# Required actions
[A] Write out the passage of the article on information leaks between "Recently in the" and "by their competitors.", inclusive.
[B] Continue the article on information leaks from where it stops.

# Document text
● ● ● ● ● ● ●
HOW TO PLUG UP AND INVESTIGATE INFORMATION LEAKS
By CJ Bastrup And The Gator Gazzette

If You Like What You See, Click Here For Information On How To Subscribe To Gator Gazzette, A Newsletter For Private Investigators

Recently in the news we have seen a rash of new government and corporate
scandals and insider information being leaked to the press. Corporate security personnel are
having a tough time trying to figure out who leaked the documents to the press in the first place. This
leaves a great opportunity for the professional investigator for two reasons. One, security personnel often
have no idea how to detect the culprit and two, there is no way of knowing who is involved, so management
may be wise to bring in an outside (disinterested) party. This is especially important if the company
is involved in bidding wars and being consistently beat out by a narrow margin by their competitors.
The first level of investigation is to find out who had access to the information inside the
organization. Then a list of names is compiled and those persons are targeted by the investigator.
A successful ploy often utilized by capable investigators to stop documents from being passed
around is to put them on restricted distribution lists. These are lists of names or positions that are
authorized to view and/or access the document on a need to know basis. Individuals not on the list, do not
get the document.
● ● ● ● ● ● ●
Excerpts of location labeling data
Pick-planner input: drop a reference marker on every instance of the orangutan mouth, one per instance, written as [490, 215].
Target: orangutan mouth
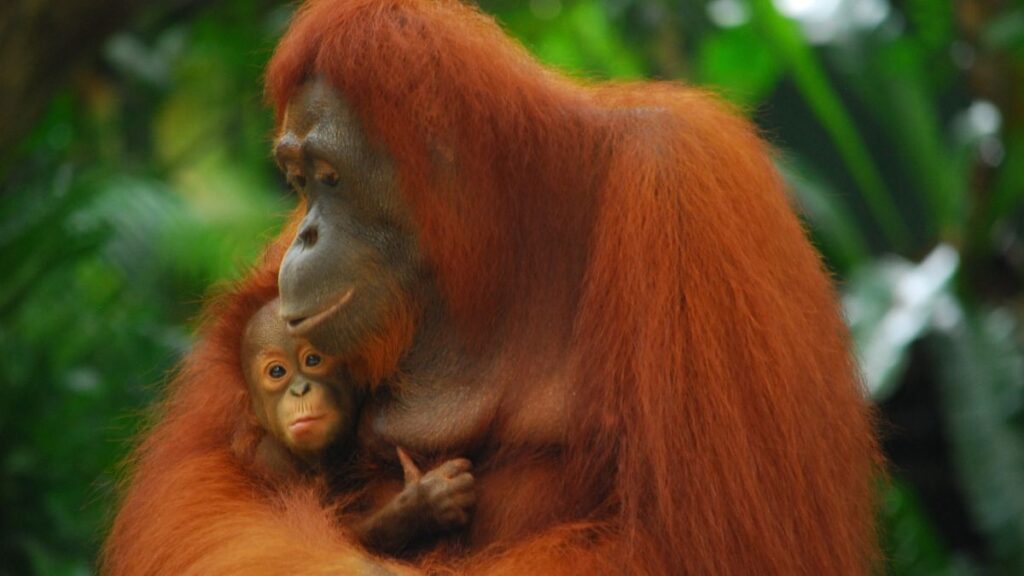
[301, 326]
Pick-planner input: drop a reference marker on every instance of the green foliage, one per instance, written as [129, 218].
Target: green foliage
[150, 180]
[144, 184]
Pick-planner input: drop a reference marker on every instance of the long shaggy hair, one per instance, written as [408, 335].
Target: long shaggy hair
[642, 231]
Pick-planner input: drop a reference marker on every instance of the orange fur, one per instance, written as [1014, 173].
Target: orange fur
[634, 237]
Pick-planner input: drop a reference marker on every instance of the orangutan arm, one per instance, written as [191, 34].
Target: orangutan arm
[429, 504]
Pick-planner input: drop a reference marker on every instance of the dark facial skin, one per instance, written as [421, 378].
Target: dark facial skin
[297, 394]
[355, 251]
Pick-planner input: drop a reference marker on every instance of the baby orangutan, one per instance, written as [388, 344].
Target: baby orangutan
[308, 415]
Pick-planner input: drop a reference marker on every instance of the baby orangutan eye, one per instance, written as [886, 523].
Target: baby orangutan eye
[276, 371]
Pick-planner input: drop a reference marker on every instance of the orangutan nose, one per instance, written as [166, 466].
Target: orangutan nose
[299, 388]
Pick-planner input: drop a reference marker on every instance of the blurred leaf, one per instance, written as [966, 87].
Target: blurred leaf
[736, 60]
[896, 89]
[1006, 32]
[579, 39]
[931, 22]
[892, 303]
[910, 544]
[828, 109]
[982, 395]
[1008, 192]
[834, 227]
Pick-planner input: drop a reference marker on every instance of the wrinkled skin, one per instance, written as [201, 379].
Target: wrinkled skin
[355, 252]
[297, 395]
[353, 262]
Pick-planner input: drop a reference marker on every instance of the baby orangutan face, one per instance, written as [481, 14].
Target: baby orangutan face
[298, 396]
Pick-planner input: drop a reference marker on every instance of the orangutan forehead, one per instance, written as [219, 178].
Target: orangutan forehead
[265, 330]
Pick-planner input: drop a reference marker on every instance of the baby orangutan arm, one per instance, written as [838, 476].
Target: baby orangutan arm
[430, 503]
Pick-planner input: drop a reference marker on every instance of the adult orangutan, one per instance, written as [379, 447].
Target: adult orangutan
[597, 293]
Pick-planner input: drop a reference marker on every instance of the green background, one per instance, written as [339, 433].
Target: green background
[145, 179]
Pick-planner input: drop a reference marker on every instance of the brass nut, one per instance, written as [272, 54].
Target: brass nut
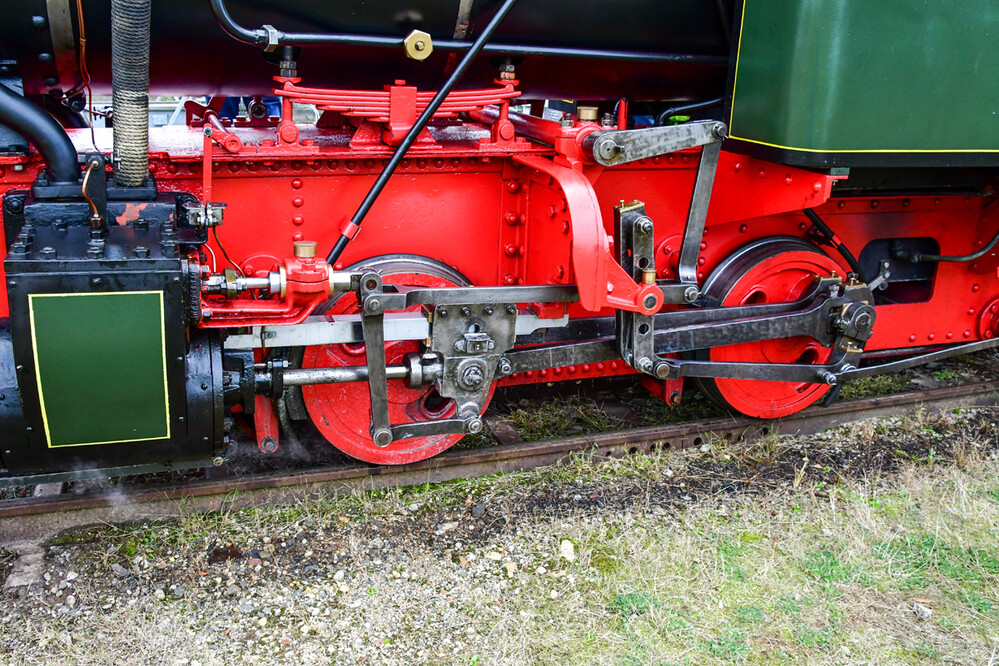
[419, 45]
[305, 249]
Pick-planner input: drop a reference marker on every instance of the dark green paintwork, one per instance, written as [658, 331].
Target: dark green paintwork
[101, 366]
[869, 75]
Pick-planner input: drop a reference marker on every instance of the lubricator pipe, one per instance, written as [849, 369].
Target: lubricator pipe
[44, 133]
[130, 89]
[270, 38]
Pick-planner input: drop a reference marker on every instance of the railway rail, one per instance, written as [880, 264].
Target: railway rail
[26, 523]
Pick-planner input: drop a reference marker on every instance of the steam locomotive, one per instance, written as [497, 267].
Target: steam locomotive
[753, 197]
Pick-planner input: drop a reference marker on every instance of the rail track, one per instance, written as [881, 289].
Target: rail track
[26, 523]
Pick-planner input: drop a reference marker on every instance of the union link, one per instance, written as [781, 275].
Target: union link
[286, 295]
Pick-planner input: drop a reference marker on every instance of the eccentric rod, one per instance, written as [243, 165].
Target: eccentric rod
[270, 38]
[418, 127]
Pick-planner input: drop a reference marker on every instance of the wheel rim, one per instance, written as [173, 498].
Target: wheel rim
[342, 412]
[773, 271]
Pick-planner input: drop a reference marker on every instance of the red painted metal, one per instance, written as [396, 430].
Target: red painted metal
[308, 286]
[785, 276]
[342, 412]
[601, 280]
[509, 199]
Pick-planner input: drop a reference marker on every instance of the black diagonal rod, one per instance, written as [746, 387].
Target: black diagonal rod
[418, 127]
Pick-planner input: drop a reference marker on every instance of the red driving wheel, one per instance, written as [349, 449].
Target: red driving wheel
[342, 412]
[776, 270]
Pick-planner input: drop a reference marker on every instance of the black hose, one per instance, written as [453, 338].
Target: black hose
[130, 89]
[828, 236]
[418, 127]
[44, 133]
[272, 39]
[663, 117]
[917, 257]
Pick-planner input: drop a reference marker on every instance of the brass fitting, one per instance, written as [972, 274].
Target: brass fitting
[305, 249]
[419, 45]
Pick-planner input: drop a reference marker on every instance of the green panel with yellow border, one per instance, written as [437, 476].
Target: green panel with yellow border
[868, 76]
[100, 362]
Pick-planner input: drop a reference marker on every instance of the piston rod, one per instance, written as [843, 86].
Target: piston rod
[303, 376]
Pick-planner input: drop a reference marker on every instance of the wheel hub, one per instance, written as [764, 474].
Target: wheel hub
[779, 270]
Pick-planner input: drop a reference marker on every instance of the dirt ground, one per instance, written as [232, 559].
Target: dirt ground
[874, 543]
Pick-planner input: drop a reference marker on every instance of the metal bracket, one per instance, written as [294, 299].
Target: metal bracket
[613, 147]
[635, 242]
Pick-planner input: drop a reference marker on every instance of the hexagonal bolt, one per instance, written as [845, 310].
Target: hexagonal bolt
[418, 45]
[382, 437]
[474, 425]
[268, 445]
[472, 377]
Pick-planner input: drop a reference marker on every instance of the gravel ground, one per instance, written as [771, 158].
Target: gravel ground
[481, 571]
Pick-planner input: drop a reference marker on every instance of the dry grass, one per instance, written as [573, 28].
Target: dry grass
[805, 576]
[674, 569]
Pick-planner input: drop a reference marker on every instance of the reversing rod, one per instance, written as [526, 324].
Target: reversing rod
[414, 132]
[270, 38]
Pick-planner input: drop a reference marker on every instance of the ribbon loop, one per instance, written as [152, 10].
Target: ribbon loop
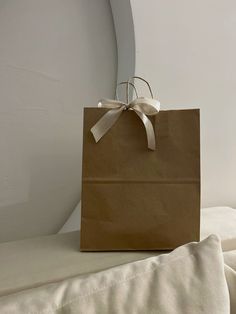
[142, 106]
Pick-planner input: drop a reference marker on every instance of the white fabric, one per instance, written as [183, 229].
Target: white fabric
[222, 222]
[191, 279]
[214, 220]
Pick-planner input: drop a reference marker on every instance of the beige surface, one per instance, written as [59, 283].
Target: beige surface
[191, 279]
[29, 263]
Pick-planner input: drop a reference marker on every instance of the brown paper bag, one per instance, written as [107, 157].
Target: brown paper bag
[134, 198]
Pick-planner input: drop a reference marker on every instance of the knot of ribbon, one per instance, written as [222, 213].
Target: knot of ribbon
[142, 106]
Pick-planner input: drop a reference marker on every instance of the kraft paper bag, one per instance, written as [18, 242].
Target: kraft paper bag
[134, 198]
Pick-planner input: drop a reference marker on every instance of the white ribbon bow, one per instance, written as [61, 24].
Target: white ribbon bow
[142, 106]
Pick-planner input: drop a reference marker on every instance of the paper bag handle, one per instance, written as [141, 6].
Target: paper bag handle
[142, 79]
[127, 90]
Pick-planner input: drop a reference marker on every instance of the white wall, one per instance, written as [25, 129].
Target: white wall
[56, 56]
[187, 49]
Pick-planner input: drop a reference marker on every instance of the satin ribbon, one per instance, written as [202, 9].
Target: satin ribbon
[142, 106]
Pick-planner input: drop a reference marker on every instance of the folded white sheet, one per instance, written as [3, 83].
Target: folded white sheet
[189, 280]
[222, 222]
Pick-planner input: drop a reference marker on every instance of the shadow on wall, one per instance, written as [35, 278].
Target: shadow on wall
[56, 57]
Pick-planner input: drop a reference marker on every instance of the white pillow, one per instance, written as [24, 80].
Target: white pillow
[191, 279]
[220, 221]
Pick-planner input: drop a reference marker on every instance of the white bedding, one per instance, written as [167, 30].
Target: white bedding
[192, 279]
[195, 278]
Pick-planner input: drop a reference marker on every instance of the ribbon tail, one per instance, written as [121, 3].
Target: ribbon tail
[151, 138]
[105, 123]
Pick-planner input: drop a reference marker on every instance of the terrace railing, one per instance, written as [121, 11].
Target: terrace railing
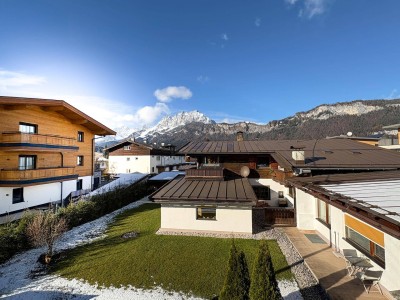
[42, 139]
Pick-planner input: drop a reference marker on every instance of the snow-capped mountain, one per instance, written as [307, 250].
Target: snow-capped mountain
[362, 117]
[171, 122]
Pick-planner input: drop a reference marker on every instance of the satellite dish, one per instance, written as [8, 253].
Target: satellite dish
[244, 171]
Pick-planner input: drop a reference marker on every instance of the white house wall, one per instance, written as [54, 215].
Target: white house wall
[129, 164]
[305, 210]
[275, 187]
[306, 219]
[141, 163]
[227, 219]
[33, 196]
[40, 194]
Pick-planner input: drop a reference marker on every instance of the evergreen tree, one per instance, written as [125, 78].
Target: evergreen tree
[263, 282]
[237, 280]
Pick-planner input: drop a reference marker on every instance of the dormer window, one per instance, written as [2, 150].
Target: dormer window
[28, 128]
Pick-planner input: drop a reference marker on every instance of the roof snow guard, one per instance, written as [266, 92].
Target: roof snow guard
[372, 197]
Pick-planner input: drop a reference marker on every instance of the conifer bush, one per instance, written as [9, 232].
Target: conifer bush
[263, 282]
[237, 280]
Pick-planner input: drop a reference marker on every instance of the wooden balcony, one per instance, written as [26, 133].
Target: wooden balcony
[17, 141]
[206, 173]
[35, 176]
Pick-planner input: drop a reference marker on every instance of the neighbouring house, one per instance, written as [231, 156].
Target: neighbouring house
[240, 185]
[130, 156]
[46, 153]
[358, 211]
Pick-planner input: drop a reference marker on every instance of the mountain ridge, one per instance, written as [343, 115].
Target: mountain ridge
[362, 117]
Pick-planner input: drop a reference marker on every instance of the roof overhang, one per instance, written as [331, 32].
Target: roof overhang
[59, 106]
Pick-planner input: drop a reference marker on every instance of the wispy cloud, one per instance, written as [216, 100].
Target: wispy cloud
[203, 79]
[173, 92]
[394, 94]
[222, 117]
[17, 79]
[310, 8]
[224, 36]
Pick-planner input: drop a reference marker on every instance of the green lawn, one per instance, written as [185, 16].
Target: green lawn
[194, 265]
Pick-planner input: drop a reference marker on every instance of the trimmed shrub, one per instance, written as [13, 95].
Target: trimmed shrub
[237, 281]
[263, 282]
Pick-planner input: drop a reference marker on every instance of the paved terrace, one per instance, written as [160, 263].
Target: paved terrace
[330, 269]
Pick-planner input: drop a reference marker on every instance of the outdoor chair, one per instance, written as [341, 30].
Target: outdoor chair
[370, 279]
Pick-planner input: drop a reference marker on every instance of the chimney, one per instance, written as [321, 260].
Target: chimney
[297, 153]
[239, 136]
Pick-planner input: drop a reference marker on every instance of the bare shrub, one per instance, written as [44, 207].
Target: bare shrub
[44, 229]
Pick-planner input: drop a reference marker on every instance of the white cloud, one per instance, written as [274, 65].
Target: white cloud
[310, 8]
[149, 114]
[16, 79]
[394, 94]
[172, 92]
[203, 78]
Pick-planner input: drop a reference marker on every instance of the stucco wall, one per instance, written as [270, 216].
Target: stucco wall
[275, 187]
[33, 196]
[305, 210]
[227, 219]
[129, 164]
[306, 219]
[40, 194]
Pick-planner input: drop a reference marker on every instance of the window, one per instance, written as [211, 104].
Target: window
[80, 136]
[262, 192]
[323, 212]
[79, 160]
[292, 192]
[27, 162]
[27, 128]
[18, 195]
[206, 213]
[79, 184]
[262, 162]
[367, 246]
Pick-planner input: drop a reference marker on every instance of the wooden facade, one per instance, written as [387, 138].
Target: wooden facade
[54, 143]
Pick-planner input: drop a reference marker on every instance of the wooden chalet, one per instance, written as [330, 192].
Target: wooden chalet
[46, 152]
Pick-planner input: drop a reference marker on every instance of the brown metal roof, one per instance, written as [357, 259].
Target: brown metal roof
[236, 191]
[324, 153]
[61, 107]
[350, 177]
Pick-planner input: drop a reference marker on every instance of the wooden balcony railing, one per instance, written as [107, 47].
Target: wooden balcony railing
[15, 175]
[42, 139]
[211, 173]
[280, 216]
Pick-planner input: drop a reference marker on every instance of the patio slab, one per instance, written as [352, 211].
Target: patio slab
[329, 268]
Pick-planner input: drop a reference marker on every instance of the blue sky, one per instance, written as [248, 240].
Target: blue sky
● ● ● ● ● ● ●
# Answers provided
[A]
Recently in the news we have seen a rash of new government and corporate
scandals and insider information being leaked to the press. Corporate security personnel are
having a tough time trying to figure out who leaked the documents to the press in the first place. This
leaves a great opportunity for the professional investigator for two reasons. One, security personnel often
have no idea how to detect the culprit and two, there is no way of knowing who is involved, so management
may be wise to bring in an outside (disinterested) party. This is especially important if the company
is involved in bidding wars and being consistently beat out by a narrow margin by their competitors.

[B]
Two outcomes result from this tactic. First, the document is restricted,
making it harder for the opponent to get the document. Second, should the document be leaked to the
media or opponents, the investigators will have a ready made list of suspects with which to start
their inquiries. The next time a leak occurs, the investigation team will attempt to locate
the source of the leak by using any method at their disposal. These methods may include questioning of
employees, background screening, etc. What we are attempting is to do is set up traps for the leak
to reveal itself. Once the restricted distribution list is compiled, it is further broken
down into sub-lists. In each case a segment of the original list will be used until all of the
individuals are listed on different lists in a unique combination. Then each of the individuals on the sub-lists
are "fed" documents that the target would want to leak (misinformation). The source is then found by cross-referencing the documents that are actually leaked with the distribution lists. Moderation is required here as the source may become suspicious when multiple lists are created and when valuable "information" starts appearing in above average quantities. Also, nothing guarantees that the source will leak all of the documents sent to it. Another procedure used is the creation of "trap" documents. In this method each document is carefully crafted to catch the leak. The original document is written using a word processing program which utilizes a thesaurus. The program then uses synonyms to replace some words in the document. Punctuation (placement of commas, quotation marks, hyphens, etc.) is also altered as well as the header style and paragraph formatting. Using a combination of these techniques, a unique document is made for each person it is to be sent to, while keeping the essence of the message intact. Should the source discuss the message with another person on the document's distribution list, suspicion is not aroused as the central idea remains the same.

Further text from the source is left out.